**What is asked:**
a – Reproduce word for word the passage of the email on tuple bias below, between "there is no" and "bias for tuples.", inclusive.
b – Transcribe the records below, from the line holding "of the hiking" to the line holding "column 430, row 231", inclusive.

Am 09.04.2017 um 01:51 schrieb Nathan Bouscal:
- You're trying to establish an analogy between these tuple instances and non-law-abiding instances, but that analogy really doesn't work. These are the only law-abiding instances that the types can possibly have. When I claim something is a Monad, I'm saying that if the compiler knew how to take a proof, I'd be able to provide one. When you claim tuples are unbiased,
I do not claim tuples *are* unbiased. I have been (espressly) talking about intent. A programming language is a tool designed by humans, not an artefact of nature. Whatever tuples are, factually, is not important. The only important thing is what we *want* them to be. Of course we want our intents to be consistent, but I don't see how ignoring the (unavoidable) bias violates consistency.
there is no analogous statement. You can't say that you'd be able to provide a proof that tuples are unbiased, because they *aren't* unbiased.
You can't prove that instances of Monad adhere to the Monad laws, in general. But you can (informally) express your intent that instances *should* adhere to the laws. Yes, for a single concrete instance you can provide proof that the laws are fulfilled. And for a single concrete program (or library, or module, or function) that uses tuples I can prove that it does not depend on the (existing, but not intended) bias for tuples.

**Exercise material:**
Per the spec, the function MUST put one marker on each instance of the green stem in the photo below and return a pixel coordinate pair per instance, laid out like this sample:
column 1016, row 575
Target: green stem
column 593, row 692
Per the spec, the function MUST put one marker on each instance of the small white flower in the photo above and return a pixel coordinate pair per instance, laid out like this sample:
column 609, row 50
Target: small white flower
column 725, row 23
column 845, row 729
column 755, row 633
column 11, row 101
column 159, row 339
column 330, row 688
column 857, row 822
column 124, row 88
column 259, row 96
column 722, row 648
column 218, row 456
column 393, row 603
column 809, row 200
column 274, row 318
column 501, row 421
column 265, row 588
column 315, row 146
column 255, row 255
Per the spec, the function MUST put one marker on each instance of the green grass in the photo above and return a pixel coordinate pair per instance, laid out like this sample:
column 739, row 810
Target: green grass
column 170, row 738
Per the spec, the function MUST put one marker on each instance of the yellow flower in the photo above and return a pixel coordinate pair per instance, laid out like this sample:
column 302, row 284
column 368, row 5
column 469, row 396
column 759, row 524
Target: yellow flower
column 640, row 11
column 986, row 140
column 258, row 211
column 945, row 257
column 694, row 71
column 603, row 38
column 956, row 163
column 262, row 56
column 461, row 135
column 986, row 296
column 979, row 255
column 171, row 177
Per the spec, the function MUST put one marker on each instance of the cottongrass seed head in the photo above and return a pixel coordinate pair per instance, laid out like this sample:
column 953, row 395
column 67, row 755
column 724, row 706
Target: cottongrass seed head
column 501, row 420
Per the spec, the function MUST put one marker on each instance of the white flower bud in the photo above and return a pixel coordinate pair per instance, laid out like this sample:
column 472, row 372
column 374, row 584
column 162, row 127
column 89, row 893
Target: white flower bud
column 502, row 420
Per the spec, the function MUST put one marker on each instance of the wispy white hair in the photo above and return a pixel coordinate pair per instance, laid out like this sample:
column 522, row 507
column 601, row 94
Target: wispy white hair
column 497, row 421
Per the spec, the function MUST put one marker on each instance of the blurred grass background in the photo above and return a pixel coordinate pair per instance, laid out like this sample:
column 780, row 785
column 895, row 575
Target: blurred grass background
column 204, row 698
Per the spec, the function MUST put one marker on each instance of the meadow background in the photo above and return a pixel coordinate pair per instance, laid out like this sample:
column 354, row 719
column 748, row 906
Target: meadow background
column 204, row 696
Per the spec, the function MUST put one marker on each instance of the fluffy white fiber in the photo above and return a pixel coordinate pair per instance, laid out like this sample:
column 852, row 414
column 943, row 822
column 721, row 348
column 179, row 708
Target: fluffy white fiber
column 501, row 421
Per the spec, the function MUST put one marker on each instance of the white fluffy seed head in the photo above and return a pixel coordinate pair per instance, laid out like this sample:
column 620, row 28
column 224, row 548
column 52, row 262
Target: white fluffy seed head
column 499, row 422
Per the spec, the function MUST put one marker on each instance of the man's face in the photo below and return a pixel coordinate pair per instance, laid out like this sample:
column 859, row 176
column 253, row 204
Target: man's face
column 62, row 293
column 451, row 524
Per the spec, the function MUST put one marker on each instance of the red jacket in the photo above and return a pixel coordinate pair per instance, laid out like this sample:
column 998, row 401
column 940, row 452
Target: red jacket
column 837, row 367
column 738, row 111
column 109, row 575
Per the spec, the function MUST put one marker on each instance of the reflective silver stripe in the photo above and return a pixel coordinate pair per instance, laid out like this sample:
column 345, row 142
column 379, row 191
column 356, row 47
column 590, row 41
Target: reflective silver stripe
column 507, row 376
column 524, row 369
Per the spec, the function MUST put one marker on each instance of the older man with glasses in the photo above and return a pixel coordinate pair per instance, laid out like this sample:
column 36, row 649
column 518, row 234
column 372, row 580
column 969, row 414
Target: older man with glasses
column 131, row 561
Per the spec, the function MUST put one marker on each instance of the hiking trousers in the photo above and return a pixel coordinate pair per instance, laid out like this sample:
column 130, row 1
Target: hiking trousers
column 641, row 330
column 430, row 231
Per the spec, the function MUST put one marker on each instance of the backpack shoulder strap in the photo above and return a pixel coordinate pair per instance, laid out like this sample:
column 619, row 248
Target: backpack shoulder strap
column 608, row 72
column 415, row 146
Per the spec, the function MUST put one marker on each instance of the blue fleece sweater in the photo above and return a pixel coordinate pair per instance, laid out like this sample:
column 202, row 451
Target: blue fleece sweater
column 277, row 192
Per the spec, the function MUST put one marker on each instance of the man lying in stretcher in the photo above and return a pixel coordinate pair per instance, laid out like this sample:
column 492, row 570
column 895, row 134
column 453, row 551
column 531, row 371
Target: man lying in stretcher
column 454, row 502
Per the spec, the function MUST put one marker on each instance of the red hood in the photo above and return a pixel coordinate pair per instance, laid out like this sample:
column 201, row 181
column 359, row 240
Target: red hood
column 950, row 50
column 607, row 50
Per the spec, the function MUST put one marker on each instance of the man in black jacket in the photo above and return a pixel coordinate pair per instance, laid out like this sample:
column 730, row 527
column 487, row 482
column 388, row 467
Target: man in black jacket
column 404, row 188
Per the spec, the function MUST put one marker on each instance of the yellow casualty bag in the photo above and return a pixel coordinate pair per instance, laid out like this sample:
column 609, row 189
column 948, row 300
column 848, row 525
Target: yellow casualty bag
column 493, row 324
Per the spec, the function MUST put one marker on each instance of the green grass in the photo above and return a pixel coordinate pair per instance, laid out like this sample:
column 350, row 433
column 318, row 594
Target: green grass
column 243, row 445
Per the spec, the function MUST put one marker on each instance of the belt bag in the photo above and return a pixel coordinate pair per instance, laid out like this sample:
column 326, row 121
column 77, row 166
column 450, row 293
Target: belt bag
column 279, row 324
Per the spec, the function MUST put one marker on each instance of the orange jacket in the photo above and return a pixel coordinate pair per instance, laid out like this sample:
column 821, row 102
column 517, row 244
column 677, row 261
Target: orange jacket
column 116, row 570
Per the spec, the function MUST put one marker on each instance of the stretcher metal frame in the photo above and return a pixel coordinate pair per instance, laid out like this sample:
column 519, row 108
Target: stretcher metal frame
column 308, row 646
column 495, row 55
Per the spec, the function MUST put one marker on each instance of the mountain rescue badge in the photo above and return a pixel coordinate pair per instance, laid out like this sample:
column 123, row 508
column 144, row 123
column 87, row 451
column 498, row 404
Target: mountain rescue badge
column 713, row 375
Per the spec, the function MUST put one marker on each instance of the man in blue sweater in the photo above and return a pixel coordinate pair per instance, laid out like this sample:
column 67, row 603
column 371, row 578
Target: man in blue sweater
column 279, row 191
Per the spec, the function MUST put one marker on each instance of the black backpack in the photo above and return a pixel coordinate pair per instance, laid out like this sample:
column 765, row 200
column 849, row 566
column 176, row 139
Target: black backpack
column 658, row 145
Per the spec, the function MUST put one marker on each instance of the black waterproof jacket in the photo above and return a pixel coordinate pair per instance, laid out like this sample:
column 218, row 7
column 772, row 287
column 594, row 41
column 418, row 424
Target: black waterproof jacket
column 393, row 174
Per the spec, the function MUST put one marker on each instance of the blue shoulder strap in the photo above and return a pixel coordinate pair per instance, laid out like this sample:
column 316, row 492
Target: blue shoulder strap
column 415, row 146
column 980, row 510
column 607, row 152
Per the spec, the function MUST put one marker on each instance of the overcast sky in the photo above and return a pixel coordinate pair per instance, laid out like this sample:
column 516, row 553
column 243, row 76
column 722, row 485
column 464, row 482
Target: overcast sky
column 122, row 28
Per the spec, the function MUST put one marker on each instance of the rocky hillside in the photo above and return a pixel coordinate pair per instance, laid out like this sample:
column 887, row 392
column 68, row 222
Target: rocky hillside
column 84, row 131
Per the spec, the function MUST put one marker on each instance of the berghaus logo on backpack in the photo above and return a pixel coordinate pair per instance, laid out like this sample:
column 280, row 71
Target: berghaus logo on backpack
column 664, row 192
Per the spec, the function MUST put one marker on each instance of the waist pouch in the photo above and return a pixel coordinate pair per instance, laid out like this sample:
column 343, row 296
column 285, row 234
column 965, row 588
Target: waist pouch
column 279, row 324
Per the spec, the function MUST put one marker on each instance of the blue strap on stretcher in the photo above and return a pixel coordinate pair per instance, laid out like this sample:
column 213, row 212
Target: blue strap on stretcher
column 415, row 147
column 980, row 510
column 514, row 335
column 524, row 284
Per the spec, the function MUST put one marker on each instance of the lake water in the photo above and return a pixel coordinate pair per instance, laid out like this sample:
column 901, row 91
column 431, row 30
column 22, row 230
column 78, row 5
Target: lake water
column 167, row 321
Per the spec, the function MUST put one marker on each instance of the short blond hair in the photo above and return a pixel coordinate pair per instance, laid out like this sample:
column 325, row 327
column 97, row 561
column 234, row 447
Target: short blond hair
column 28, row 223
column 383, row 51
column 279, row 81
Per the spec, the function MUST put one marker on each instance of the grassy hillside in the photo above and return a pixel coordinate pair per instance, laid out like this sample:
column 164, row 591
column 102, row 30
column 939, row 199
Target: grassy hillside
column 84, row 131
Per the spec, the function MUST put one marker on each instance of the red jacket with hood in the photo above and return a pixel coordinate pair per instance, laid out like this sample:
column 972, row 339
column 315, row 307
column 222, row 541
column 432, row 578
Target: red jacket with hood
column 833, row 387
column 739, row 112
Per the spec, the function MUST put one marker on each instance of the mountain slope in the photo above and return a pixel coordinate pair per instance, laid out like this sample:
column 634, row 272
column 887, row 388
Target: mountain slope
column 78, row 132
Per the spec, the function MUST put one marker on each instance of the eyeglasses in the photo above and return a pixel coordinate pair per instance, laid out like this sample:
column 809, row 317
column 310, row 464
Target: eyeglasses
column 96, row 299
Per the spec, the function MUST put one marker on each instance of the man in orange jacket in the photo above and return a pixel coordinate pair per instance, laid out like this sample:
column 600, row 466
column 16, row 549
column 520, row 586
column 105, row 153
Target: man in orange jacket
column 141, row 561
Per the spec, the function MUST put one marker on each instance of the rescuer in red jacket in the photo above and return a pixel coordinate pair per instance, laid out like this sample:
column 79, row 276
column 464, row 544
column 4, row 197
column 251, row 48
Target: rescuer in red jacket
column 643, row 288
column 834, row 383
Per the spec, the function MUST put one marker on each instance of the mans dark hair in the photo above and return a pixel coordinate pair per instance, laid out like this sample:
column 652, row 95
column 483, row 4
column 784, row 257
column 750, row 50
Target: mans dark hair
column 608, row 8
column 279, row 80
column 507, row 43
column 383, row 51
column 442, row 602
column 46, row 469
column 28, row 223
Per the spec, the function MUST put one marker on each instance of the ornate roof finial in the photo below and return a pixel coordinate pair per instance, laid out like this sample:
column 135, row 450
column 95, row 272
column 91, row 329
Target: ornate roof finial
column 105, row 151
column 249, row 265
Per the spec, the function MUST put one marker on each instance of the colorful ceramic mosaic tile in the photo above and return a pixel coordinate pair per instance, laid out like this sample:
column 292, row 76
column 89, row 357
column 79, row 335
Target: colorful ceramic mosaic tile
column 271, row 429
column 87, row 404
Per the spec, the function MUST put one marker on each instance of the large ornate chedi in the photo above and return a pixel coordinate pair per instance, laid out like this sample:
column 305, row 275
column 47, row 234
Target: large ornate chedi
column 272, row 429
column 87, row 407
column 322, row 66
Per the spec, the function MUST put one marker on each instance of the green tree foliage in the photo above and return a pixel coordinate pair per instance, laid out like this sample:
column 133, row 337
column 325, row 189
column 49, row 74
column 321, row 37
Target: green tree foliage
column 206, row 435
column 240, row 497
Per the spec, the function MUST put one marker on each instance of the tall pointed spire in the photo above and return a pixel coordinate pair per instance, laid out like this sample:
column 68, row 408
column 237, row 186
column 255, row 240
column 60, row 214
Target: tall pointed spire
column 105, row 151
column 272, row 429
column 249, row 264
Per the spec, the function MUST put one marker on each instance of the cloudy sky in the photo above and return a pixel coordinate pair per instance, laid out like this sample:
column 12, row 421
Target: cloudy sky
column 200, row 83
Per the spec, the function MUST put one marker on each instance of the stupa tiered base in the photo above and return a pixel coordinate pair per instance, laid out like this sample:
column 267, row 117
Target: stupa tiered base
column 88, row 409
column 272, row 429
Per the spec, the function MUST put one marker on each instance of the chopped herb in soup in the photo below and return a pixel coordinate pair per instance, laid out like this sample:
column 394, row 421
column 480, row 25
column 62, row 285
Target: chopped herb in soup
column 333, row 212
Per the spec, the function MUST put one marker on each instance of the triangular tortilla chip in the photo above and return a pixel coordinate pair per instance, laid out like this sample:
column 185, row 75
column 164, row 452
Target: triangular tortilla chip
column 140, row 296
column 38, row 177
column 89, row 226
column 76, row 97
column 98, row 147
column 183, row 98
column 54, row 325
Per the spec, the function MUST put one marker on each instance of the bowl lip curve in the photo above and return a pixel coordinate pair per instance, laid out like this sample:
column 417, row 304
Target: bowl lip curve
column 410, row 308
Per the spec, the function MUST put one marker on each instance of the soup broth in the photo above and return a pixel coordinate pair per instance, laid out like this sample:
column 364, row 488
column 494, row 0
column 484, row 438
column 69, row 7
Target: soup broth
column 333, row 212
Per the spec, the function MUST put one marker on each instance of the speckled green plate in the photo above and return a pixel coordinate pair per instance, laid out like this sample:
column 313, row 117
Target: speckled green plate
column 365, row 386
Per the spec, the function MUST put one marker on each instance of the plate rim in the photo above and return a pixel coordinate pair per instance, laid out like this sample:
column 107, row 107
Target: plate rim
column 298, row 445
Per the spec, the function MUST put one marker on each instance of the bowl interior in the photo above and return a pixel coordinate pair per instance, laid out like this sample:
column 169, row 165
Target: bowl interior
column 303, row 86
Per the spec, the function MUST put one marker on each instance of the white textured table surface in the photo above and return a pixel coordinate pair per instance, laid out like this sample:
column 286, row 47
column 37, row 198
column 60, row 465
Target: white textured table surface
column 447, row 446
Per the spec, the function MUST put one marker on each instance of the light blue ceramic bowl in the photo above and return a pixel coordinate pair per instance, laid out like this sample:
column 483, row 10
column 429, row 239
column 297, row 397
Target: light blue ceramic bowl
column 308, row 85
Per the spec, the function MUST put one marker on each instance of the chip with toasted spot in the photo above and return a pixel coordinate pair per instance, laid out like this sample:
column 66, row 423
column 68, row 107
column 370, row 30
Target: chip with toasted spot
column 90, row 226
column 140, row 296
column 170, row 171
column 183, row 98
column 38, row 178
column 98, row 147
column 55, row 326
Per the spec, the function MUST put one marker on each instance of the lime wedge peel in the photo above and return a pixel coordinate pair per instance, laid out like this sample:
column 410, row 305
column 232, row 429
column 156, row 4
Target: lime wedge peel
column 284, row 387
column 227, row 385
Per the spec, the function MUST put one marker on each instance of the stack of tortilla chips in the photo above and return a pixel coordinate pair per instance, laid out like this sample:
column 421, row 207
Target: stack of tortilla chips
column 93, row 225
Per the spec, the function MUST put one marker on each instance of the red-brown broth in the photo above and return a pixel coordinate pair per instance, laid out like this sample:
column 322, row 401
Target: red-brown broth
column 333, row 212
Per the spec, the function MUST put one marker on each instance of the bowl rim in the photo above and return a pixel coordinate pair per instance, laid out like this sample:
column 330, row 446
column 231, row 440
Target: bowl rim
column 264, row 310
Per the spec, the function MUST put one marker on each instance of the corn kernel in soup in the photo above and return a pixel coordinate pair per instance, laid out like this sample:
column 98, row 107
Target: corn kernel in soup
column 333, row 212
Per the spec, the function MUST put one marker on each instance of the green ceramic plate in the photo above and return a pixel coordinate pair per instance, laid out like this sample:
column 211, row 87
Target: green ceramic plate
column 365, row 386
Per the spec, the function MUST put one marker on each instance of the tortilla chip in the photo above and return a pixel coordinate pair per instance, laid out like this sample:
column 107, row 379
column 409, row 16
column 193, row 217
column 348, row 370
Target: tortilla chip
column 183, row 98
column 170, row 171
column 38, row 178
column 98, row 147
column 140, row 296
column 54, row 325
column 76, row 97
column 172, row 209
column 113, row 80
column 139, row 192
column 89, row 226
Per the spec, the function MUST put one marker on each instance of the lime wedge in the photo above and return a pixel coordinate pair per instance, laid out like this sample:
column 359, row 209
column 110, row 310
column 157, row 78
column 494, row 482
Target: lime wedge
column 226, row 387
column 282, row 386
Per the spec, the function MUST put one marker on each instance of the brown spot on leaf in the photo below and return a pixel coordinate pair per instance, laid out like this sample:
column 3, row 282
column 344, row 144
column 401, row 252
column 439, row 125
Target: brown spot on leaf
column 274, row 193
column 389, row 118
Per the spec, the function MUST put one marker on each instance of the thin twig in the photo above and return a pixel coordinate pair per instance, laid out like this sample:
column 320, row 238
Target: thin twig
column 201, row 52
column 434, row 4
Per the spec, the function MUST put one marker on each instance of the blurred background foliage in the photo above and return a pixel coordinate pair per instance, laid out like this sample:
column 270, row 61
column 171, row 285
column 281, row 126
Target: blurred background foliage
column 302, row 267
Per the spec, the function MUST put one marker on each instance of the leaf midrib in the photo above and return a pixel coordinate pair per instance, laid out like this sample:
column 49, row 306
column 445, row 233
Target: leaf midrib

**Solutions to the exercise:**
a –
there is no analogous statement. You can't say that you'd be able to provide a proof that tuples are unbiased, because they *aren't* unbiased.
You can't prove that instances of Monad adhere to the Monad laws, in general. But you can (informally) express your intent that instances *should* adhere to the laws. Yes, for a single concrete instance you can provide proof that the laws are fulfilled. And for a single concrete program (or library, or module, or function) that uses tuples I can prove that it does not depend on the (existing, but not intended) bias for tuples.

b –
Per the spec, the function MUST put one marker on each instance of the hiking trousers in the photo above and return a pixel coordinate pair per instance, laid out like this sample:
column 130, row 1
Target: hiking trousers
column 641, row 330
column 430, row 231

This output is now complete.